# Exercise details
Your task is to repeat exactly the lines below between the line holding "the green tree" and the line holding "# mark the innermost point of each instance of the gravel", inclusive, and only those.

(Records from a data source)
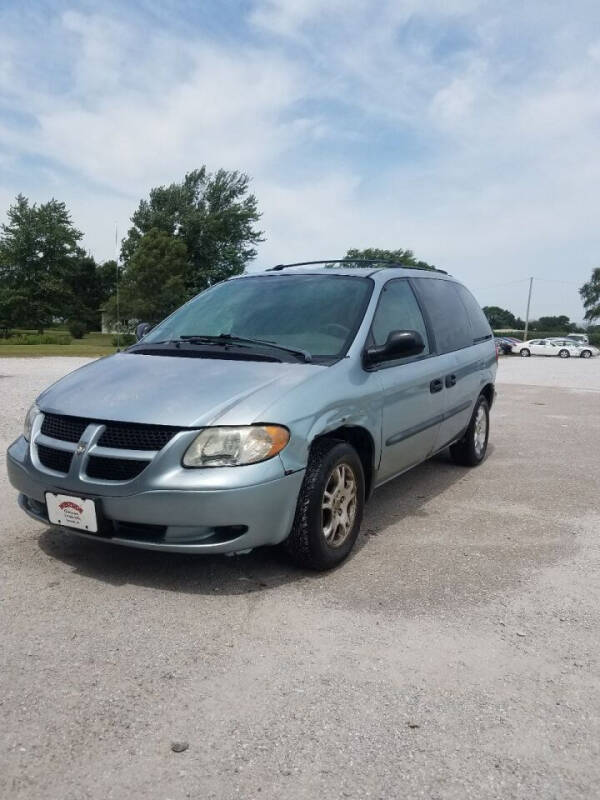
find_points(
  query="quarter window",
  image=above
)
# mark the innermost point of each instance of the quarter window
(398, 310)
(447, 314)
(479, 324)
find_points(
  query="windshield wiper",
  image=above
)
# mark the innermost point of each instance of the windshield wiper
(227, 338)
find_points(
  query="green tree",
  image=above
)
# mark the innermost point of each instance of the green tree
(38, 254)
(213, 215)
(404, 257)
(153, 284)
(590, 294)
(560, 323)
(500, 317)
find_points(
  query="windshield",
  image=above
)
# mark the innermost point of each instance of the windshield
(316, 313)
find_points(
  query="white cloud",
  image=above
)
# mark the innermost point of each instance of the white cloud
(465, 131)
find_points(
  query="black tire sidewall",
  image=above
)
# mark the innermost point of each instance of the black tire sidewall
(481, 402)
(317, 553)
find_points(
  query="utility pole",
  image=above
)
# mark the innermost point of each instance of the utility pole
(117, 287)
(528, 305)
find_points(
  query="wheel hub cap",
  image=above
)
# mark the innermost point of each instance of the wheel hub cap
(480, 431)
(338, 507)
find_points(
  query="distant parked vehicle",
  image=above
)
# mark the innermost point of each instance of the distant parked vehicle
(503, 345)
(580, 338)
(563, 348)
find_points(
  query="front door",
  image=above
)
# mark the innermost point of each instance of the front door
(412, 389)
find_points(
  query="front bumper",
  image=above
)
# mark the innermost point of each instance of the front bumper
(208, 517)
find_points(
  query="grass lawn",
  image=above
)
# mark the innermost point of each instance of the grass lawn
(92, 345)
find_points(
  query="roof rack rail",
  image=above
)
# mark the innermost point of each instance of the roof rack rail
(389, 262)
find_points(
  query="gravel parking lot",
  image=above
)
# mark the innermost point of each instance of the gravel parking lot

==

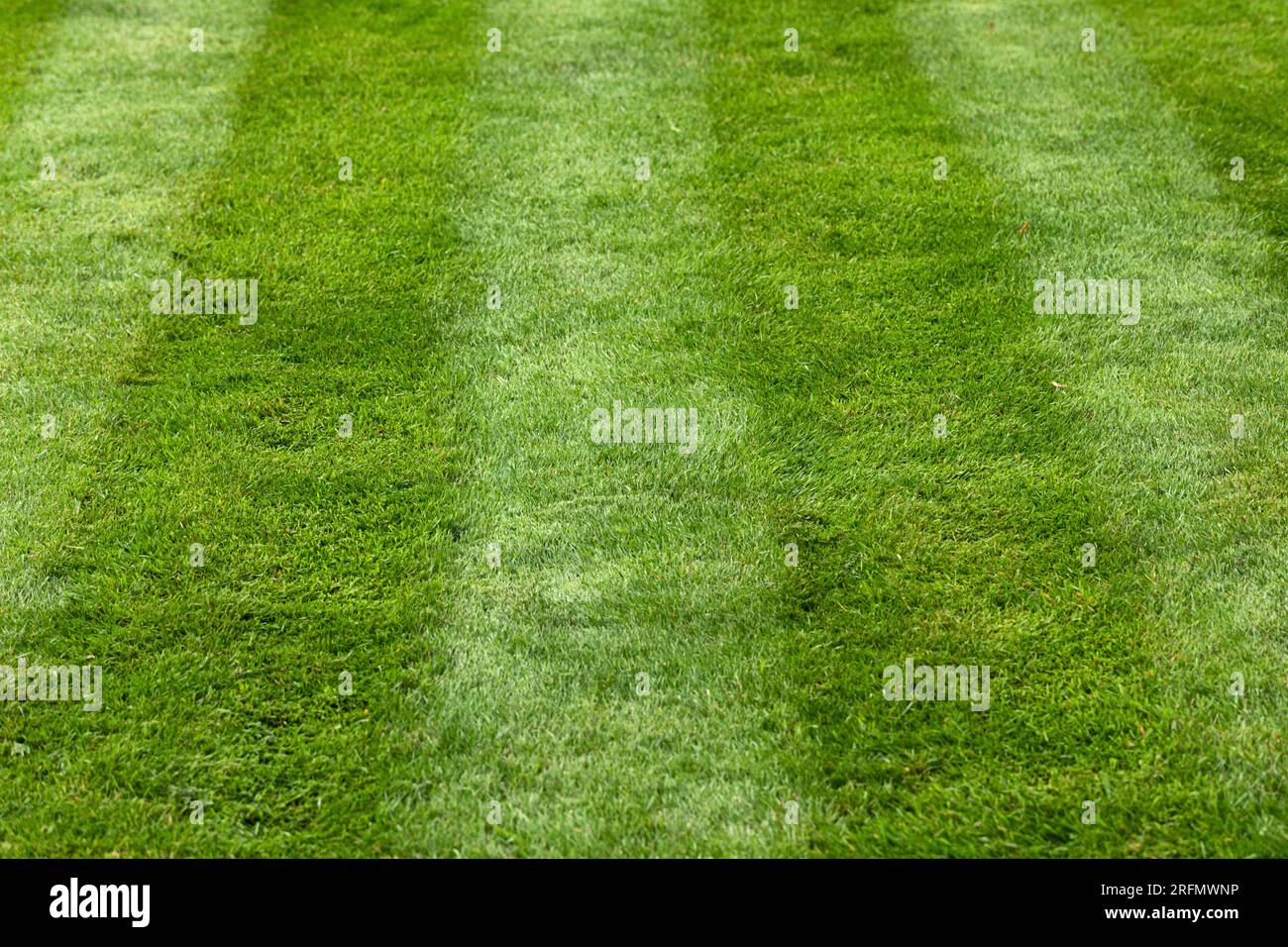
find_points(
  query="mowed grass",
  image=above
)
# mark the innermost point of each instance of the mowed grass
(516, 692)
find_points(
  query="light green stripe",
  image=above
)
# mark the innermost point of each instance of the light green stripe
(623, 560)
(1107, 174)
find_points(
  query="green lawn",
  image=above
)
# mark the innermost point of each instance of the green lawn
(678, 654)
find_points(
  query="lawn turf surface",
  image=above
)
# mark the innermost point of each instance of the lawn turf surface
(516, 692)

# Task output
# mark the innermost point of each instance of the green tree
(38, 254)
(213, 215)
(404, 257)
(153, 284)
(590, 294)
(560, 323)
(500, 317)
find_points(
  query="windshield",
  image=above
)
# mark the innermost point of each instance of the windshield
(316, 313)
find_points(
  query="white cloud",
  image=above
)
# mark the innermost point of each instance of the white cloud
(465, 131)
find_points(
  query="black tire sidewall",
  image=above
)
# mark the innermost point of each instance of the black tire sidewall
(481, 402)
(317, 553)
find_points(
  query="utility pole",
  image=above
)
# mark the innermost point of each instance of the utility pole
(117, 287)
(528, 305)
find_points(
  query="wheel hub cap",
  image=above
)
# mark the innermost point of each instance of the wheel hub cap
(480, 431)
(338, 507)
find_points(
  query="distant parked vehicle",
  image=above
)
# mark the innermost point of each instance of the distant parked vehicle
(503, 345)
(580, 338)
(563, 348)
find_points(
  query="front door",
  image=above
)
# mark the innermost point of each instance of the front door
(412, 389)
find_points(
  query="front bumper",
  image=above
)
# mark the innermost point of each instance of the front bumper
(208, 517)
find_points(
  query="grass lawn",
  image=above
)
# mark the innermost point of each instance of the grass lawn
(92, 345)
find_points(
  query="roof rack rail",
  image=above
)
# mark the innermost point of each instance of the roof rack rail
(389, 262)
find_points(
  query="gravel parking lot",
  image=above
)
# mark the innermost point of each instance of the gravel parking lot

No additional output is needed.